---------- Data provided

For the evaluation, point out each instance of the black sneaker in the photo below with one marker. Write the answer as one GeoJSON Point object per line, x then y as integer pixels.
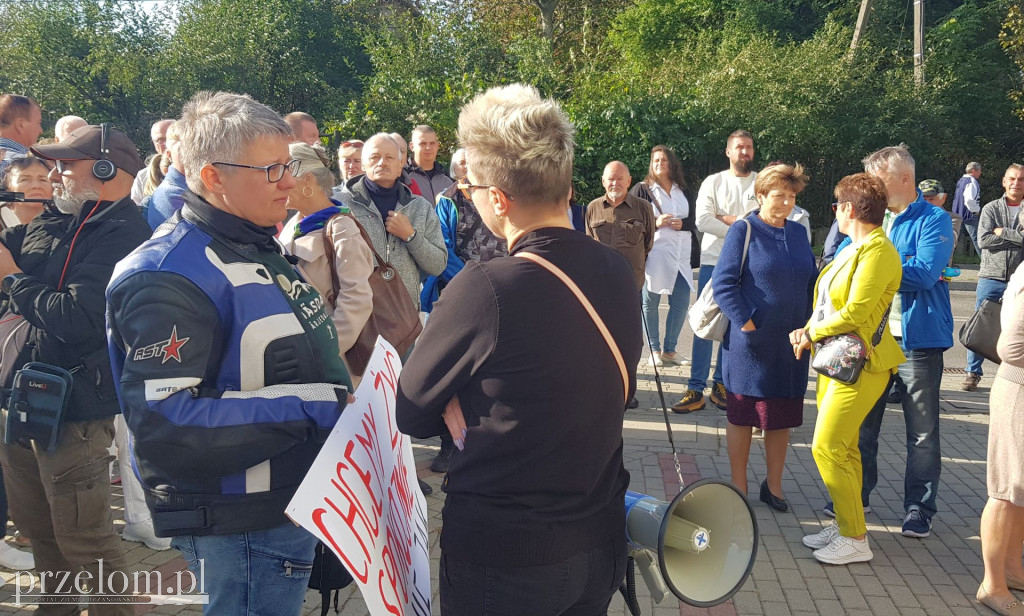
{"type": "Point", "coordinates": [425, 487]}
{"type": "Point", "coordinates": [440, 462]}
{"type": "Point", "coordinates": [829, 510]}
{"type": "Point", "coordinates": [692, 400]}
{"type": "Point", "coordinates": [916, 524]}
{"type": "Point", "coordinates": [719, 395]}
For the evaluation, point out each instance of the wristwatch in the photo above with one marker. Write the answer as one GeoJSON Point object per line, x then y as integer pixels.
{"type": "Point", "coordinates": [7, 281]}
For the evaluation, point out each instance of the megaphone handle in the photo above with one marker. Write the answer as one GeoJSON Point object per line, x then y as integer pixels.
{"type": "Point", "coordinates": [629, 589]}
{"type": "Point", "coordinates": [651, 576]}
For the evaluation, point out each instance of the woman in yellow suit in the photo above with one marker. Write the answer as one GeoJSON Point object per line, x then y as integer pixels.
{"type": "Point", "coordinates": [853, 295]}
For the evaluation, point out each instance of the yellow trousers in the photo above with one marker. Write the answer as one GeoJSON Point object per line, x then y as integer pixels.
{"type": "Point", "coordinates": [842, 409]}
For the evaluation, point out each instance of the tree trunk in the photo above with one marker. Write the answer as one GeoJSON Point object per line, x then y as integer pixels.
{"type": "Point", "coordinates": [548, 17]}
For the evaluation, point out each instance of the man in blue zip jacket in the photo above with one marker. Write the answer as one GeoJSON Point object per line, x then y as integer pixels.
{"type": "Point", "coordinates": [922, 320]}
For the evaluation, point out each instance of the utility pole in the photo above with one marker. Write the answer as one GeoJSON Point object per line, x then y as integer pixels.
{"type": "Point", "coordinates": [865, 7]}
{"type": "Point", "coordinates": [919, 42]}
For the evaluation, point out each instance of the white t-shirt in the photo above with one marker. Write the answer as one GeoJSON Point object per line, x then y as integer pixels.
{"type": "Point", "coordinates": [722, 194]}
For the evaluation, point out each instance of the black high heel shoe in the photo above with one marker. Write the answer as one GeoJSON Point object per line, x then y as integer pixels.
{"type": "Point", "coordinates": [779, 504]}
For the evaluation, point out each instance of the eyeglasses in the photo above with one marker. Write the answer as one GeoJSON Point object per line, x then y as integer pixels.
{"type": "Point", "coordinates": [467, 189]}
{"type": "Point", "coordinates": [274, 172]}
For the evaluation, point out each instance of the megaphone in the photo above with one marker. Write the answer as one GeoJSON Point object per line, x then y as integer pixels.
{"type": "Point", "coordinates": [706, 541]}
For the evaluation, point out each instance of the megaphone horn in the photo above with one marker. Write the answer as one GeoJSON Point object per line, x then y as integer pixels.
{"type": "Point", "coordinates": [706, 541]}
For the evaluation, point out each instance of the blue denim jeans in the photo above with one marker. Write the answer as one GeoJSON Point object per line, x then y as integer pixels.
{"type": "Point", "coordinates": [700, 354]}
{"type": "Point", "coordinates": [971, 226]}
{"type": "Point", "coordinates": [679, 301]}
{"type": "Point", "coordinates": [258, 573]}
{"type": "Point", "coordinates": [988, 289]}
{"type": "Point", "coordinates": [920, 377]}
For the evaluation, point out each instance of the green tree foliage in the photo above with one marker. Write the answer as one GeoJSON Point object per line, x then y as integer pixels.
{"type": "Point", "coordinates": [630, 73]}
{"type": "Point", "coordinates": [1012, 38]}
{"type": "Point", "coordinates": [290, 54]}
{"type": "Point", "coordinates": [89, 57]}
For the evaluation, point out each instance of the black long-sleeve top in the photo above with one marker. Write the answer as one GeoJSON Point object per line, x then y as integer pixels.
{"type": "Point", "coordinates": [542, 475]}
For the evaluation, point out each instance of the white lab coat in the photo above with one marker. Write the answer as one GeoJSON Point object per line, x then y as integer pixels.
{"type": "Point", "coordinates": [671, 253]}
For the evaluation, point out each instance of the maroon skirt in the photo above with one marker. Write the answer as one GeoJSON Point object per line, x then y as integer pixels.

--------------------

**Written instruction:**
Reproduce the listing above, replacing each "marker" with "pin" and changing nothing else. Leave out the pictures.

**Full output:**
For the evaluation, point out each instance of the black sneaker in the photo below with one pin. Write the answer as one GeoJSON Point object per line, x then y as integer pixels.
{"type": "Point", "coordinates": [425, 487]}
{"type": "Point", "coordinates": [440, 462]}
{"type": "Point", "coordinates": [829, 510]}
{"type": "Point", "coordinates": [692, 400]}
{"type": "Point", "coordinates": [916, 524]}
{"type": "Point", "coordinates": [719, 395]}
For the evaluation, point out each instance of the wristwatch in the photo above with one pin. Write the answer as one GeoJSON Point object per line, x then y as integer pixels.
{"type": "Point", "coordinates": [7, 281]}
For the evaluation, point out each instance of the megaphone handle in the photo above with one pin. Write the answer as one GeoJSON Point object per line, x then y as integer pixels.
{"type": "Point", "coordinates": [629, 589]}
{"type": "Point", "coordinates": [651, 576]}
For the evaluation, point out each instance of the woman in yellow suit in the photo above with one pin. Write the answer as one GeoJSON Point object per line, x then y as integer pixels.
{"type": "Point", "coordinates": [853, 295]}
For the evaluation, point out each instance of the yellow trousers in the photo above with one pin. Write the answer as one GeoJSON Point object per line, x then y as integer pixels.
{"type": "Point", "coordinates": [842, 409]}
For the evaluation, point out each instance of the tree trunk in the photo above with one pin. Write the answer as one GeoJSON Point object per line, x then y as integer pixels.
{"type": "Point", "coordinates": [548, 17]}
For the evaluation, point out each instance of the man in blue zip jacket in the photo above with one pin. Write the answer as one GeoJSON Point object per line, x then y as integer pixels.
{"type": "Point", "coordinates": [922, 320]}
For the evaluation, point out each instance of the utility pole in the photo above with one pin. Write the answer as one GeoJSON Point object per line, x then y as integer pixels.
{"type": "Point", "coordinates": [865, 7]}
{"type": "Point", "coordinates": [919, 42]}
For the evaluation, point out each instance of the white t-shirt in the photo above with one pin. Write the answer as one GeoJSON Point object per line, x then y as integer pixels.
{"type": "Point", "coordinates": [722, 194]}
For the evaluation, point out each instance of the black high heel shoe in the photo above with one pin. Write the answer as one GeoJSON Point object per line, x then y as integer pixels.
{"type": "Point", "coordinates": [779, 504]}
For the evaluation, point out each instance of the eyeglasses in the photo above with one pin. Write the answer as one GeoJSON Point object per line, x then y as integer pixels.
{"type": "Point", "coordinates": [467, 189]}
{"type": "Point", "coordinates": [274, 172]}
For the evaluation, point out each instance of the megaphone in the photo above with one pin. Write the answer as one GeoJSON Point object per line, x then y as integer pixels.
{"type": "Point", "coordinates": [706, 541]}
For the evaluation, point out each instance of the megaphone horn in the photo above with one pin. Write the answer as one GeoJSON Point object per line, x then y as integer pixels.
{"type": "Point", "coordinates": [706, 541]}
For the evaluation, point out each instance of the blue denim jeans in the photo above with one pin. Write the answer as one GeoJSON Point object per line, x then y as integer pixels.
{"type": "Point", "coordinates": [700, 354]}
{"type": "Point", "coordinates": [971, 226]}
{"type": "Point", "coordinates": [679, 301]}
{"type": "Point", "coordinates": [258, 573]}
{"type": "Point", "coordinates": [988, 289]}
{"type": "Point", "coordinates": [920, 377]}
For the evaluation, point out each instance of the green tree foliage in the photo above with one pin. Write the answer as one GeoJSON Point object per line, x then y as integer pixels.
{"type": "Point", "coordinates": [630, 73]}
{"type": "Point", "coordinates": [1012, 38]}
{"type": "Point", "coordinates": [290, 54]}
{"type": "Point", "coordinates": [89, 57]}
For the evaluation, point out each instance of the black long-sleeve top in the photo above with one pin. Write the answer as one GeoJSON Point object per line, x then y as integer pixels.
{"type": "Point", "coordinates": [542, 475]}
For the evaluation, point out each instance of the white lab coat in the photo above with one pin. Write the answer as one GeoJSON Point object per line, x then y as integer pixels.
{"type": "Point", "coordinates": [671, 253]}
For the evaluation, point out each instance of the maroon skirt in the photo above with one pin. Write the answer as one GeoJSON Point object per line, x then y as integer pixels.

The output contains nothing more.